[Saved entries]
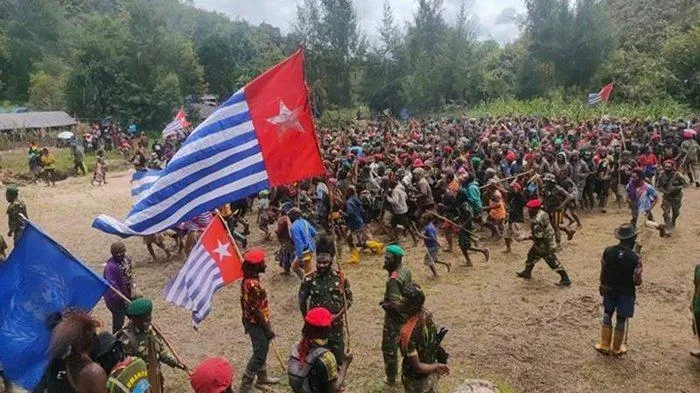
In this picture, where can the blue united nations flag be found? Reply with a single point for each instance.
(38, 279)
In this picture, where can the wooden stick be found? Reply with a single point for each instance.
(340, 271)
(277, 355)
(510, 177)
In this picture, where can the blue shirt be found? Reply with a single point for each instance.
(303, 237)
(430, 232)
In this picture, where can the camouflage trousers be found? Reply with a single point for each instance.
(390, 347)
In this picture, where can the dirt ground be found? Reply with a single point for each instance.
(502, 329)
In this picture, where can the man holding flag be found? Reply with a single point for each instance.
(263, 136)
(256, 321)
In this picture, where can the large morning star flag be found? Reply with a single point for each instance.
(602, 95)
(261, 137)
(38, 279)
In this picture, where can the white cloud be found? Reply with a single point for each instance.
(282, 13)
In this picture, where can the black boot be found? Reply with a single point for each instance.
(527, 273)
(565, 280)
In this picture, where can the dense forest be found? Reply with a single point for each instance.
(139, 59)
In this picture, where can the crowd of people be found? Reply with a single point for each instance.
(466, 178)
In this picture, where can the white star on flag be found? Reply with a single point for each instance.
(286, 120)
(222, 250)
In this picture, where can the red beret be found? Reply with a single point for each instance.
(534, 204)
(213, 375)
(255, 256)
(319, 317)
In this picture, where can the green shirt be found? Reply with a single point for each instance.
(696, 296)
(398, 280)
(325, 290)
(421, 341)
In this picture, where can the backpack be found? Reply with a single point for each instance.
(298, 372)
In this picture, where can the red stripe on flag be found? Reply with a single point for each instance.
(279, 108)
(223, 250)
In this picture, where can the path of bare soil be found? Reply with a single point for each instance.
(501, 328)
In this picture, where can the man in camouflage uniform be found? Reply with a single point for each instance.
(136, 335)
(556, 199)
(324, 288)
(15, 211)
(671, 183)
(394, 318)
(543, 246)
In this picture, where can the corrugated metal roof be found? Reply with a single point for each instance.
(11, 121)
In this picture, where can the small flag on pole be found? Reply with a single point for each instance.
(213, 262)
(39, 279)
(602, 95)
(178, 124)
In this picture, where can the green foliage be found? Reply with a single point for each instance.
(558, 106)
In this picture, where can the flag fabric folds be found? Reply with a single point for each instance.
(212, 263)
(602, 95)
(39, 279)
(178, 124)
(141, 181)
(263, 136)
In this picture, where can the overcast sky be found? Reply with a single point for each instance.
(494, 18)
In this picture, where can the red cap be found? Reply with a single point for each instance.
(534, 204)
(255, 256)
(319, 317)
(213, 375)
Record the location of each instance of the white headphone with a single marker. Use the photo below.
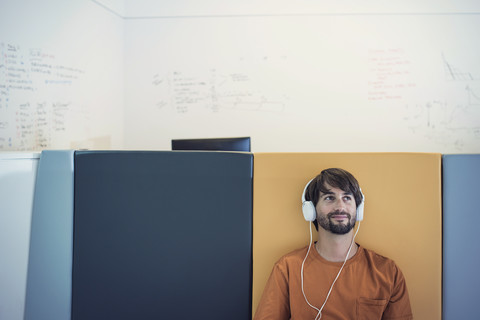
(310, 214)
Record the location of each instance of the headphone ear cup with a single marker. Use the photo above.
(309, 212)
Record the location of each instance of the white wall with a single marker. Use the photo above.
(295, 76)
(61, 75)
(329, 77)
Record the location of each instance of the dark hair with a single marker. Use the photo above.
(334, 177)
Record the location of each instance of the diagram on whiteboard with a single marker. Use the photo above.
(444, 123)
(214, 91)
(455, 73)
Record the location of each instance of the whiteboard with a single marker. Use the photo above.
(321, 82)
(61, 76)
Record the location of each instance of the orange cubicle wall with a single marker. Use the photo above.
(403, 217)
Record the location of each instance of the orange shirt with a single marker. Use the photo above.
(370, 287)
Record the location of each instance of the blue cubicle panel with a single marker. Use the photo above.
(49, 276)
(162, 235)
(461, 220)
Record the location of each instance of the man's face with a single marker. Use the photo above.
(336, 210)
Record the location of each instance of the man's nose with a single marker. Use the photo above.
(340, 205)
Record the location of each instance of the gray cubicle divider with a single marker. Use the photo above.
(162, 235)
(461, 220)
(49, 276)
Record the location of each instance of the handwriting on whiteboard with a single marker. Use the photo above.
(389, 74)
(214, 91)
(34, 101)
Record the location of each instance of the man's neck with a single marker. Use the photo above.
(334, 247)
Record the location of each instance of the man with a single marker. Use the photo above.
(335, 278)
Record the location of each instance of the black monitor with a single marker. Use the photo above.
(216, 144)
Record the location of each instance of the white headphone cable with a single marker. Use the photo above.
(319, 314)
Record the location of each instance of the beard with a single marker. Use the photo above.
(327, 223)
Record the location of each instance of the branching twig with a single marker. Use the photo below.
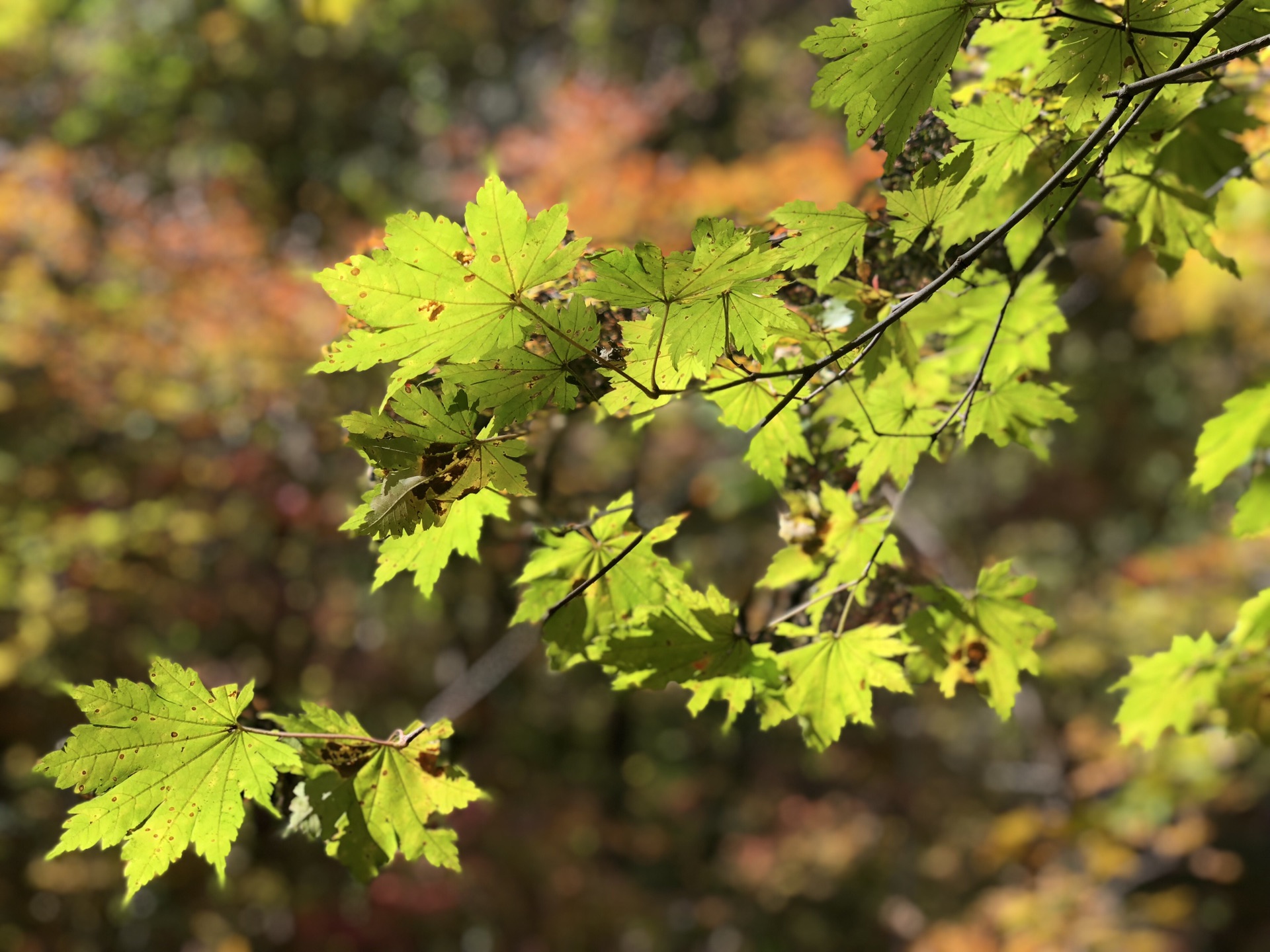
(1123, 98)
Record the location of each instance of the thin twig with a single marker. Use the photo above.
(587, 524)
(396, 740)
(593, 579)
(1122, 26)
(1174, 75)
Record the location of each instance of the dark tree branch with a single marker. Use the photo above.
(966, 259)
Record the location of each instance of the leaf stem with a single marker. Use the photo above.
(398, 739)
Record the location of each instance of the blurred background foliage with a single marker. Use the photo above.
(171, 481)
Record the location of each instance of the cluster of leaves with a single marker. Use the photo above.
(168, 767)
(501, 321)
(1205, 680)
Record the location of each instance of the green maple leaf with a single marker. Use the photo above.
(374, 801)
(698, 300)
(1090, 60)
(745, 407)
(427, 550)
(967, 317)
(1253, 510)
(691, 637)
(827, 239)
(1253, 627)
(1013, 412)
(832, 680)
(429, 457)
(1000, 127)
(851, 541)
(1166, 214)
(841, 550)
(439, 294)
(984, 639)
(517, 382)
(887, 63)
(167, 767)
(639, 584)
(1014, 50)
(1244, 23)
(888, 427)
(1169, 690)
(937, 190)
(1230, 440)
(644, 364)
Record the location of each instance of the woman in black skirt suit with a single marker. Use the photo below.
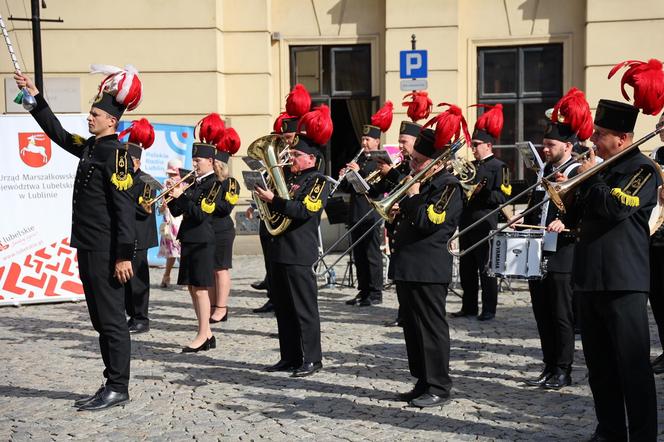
(224, 229)
(196, 234)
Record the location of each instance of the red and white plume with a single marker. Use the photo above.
(383, 117)
(123, 84)
(210, 129)
(298, 101)
(317, 124)
(491, 121)
(449, 124)
(278, 127)
(573, 109)
(141, 133)
(647, 79)
(419, 107)
(230, 142)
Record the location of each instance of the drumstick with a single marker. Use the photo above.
(530, 226)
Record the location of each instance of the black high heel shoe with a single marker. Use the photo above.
(223, 319)
(203, 347)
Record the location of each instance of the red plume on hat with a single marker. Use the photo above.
(491, 121)
(574, 110)
(210, 129)
(420, 105)
(230, 142)
(141, 133)
(317, 124)
(449, 124)
(382, 119)
(298, 101)
(647, 79)
(278, 123)
(123, 84)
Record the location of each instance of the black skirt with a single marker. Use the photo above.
(197, 265)
(223, 250)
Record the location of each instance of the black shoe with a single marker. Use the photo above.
(106, 399)
(223, 318)
(541, 379)
(461, 313)
(658, 364)
(428, 400)
(205, 346)
(395, 323)
(307, 369)
(259, 285)
(85, 400)
(265, 308)
(139, 327)
(558, 381)
(410, 395)
(282, 366)
(486, 316)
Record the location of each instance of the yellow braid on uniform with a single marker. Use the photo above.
(435, 217)
(311, 205)
(208, 207)
(628, 200)
(122, 183)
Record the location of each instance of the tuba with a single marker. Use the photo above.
(269, 150)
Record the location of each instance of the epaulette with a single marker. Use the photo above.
(628, 195)
(436, 212)
(233, 193)
(121, 179)
(312, 201)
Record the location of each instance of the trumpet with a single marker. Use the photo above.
(558, 193)
(148, 202)
(384, 206)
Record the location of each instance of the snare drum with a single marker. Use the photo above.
(517, 255)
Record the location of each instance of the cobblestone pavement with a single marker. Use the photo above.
(50, 358)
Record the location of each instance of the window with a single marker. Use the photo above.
(526, 80)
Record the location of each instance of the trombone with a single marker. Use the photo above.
(147, 203)
(558, 193)
(384, 206)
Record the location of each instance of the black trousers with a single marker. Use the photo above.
(469, 266)
(137, 290)
(104, 296)
(294, 293)
(427, 335)
(656, 295)
(616, 345)
(551, 299)
(369, 260)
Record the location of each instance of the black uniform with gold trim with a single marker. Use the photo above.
(421, 267)
(103, 231)
(137, 289)
(611, 280)
(224, 229)
(292, 283)
(493, 177)
(196, 233)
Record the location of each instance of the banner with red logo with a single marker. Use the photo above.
(36, 180)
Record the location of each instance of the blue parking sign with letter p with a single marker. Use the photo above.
(413, 64)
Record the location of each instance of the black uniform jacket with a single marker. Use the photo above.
(562, 260)
(146, 223)
(230, 189)
(102, 210)
(425, 222)
(612, 251)
(492, 176)
(308, 196)
(196, 205)
(359, 205)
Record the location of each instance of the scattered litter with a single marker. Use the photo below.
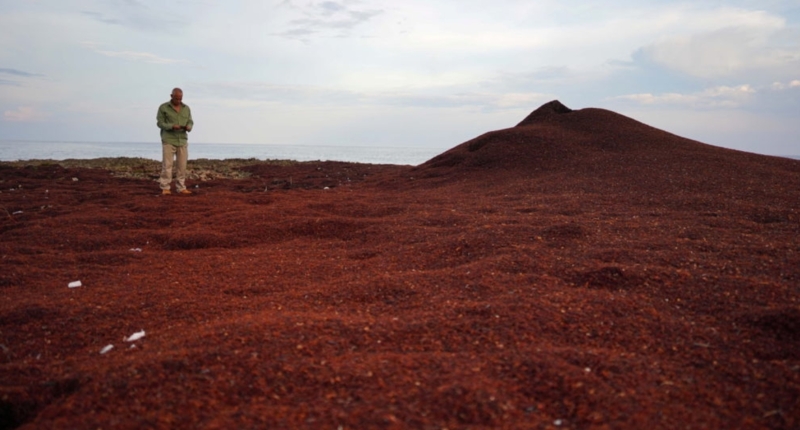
(136, 336)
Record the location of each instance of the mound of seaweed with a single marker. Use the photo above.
(554, 139)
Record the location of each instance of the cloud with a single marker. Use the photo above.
(328, 17)
(16, 72)
(750, 41)
(145, 57)
(250, 94)
(136, 15)
(717, 97)
(778, 86)
(16, 75)
(22, 114)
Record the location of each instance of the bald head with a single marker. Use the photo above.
(176, 97)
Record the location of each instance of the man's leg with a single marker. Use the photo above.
(167, 155)
(182, 153)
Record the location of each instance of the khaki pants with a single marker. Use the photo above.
(169, 154)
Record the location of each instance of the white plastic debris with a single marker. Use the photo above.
(136, 336)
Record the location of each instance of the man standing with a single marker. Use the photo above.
(175, 121)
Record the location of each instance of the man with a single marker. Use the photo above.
(175, 121)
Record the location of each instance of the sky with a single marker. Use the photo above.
(430, 73)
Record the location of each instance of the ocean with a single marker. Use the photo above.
(13, 150)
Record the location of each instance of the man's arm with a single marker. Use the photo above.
(190, 122)
(161, 119)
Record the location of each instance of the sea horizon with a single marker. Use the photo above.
(22, 150)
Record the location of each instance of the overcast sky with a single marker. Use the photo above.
(397, 73)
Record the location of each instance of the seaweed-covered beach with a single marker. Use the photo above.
(579, 270)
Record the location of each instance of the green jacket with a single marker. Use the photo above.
(167, 117)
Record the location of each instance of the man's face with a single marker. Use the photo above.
(177, 96)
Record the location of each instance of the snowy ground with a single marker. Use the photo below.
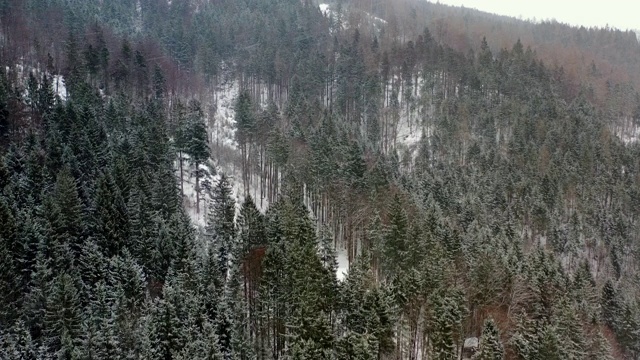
(343, 264)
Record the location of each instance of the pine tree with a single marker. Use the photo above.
(220, 229)
(197, 144)
(62, 320)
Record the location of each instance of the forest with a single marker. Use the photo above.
(294, 179)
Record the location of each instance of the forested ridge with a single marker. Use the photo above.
(475, 189)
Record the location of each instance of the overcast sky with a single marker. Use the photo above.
(622, 14)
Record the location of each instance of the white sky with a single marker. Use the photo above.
(622, 14)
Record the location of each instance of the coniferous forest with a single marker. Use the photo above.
(293, 179)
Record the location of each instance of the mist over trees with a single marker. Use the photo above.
(478, 185)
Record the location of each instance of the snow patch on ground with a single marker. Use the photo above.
(324, 9)
(343, 264)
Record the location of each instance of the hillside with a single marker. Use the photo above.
(250, 179)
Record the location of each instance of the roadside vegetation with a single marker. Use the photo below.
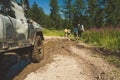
(107, 38)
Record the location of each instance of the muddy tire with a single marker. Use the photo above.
(38, 51)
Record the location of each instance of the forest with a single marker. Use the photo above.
(101, 19)
(90, 13)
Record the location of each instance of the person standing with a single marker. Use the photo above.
(80, 30)
(76, 32)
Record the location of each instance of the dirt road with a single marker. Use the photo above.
(69, 60)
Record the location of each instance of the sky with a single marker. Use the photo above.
(44, 4)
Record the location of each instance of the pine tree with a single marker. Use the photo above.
(54, 15)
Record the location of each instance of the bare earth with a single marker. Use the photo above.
(65, 61)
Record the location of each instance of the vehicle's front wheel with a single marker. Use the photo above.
(38, 51)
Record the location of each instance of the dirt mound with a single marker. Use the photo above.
(64, 60)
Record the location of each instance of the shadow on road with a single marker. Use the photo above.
(12, 65)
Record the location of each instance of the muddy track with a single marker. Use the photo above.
(68, 60)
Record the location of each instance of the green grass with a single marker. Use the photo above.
(53, 32)
(107, 38)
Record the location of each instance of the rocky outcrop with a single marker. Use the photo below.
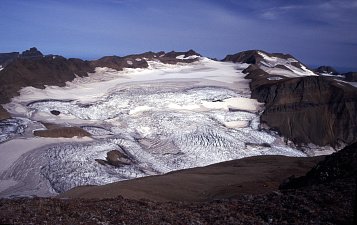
(326, 70)
(64, 132)
(304, 109)
(310, 109)
(339, 165)
(115, 158)
(6, 58)
(32, 68)
(32, 53)
(4, 114)
(351, 76)
(38, 72)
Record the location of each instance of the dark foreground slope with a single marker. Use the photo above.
(324, 202)
(253, 175)
(304, 109)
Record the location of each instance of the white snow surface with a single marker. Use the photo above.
(269, 65)
(164, 118)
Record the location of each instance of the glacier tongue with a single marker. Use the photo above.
(161, 125)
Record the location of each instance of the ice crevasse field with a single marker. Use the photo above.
(162, 118)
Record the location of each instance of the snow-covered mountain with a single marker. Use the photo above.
(156, 112)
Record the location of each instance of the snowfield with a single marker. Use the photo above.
(164, 118)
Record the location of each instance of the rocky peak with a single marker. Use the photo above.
(32, 53)
(326, 70)
(351, 76)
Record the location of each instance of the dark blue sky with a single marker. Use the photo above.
(316, 32)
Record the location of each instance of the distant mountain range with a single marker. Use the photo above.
(305, 106)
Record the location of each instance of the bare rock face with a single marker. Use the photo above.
(32, 68)
(64, 132)
(115, 158)
(4, 114)
(351, 76)
(340, 165)
(310, 109)
(32, 53)
(6, 58)
(304, 109)
(38, 72)
(326, 70)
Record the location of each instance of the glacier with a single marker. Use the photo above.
(164, 118)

## TASK STATEMENT:
Provide an exact transcript of the lines from the one that holds "Record the location of each instance of the snowfield" through the final line of the data above.

## SOLUTION FOR THIS PROBLEM:
Record the location of each instance of the snowfield with a single marker. Use the photo above.
(164, 118)
Record the location of each instance of the rocky peak with a single marker. Use the photo above.
(32, 53)
(326, 70)
(351, 76)
Record the location of each instance of the dark blue sky with a single marker. Use the photo above.
(316, 32)
Record the location of each instance of the distant mountain range with a single marker. Use the photo above.
(305, 106)
Record the location of each instance of the bare rock face with a single marker. Use the photo above.
(32, 68)
(64, 132)
(115, 158)
(4, 114)
(351, 76)
(340, 165)
(310, 109)
(32, 53)
(6, 58)
(304, 109)
(38, 72)
(326, 70)
Record the location of each instance of the glacier with a single marker. Use the photo above.
(164, 118)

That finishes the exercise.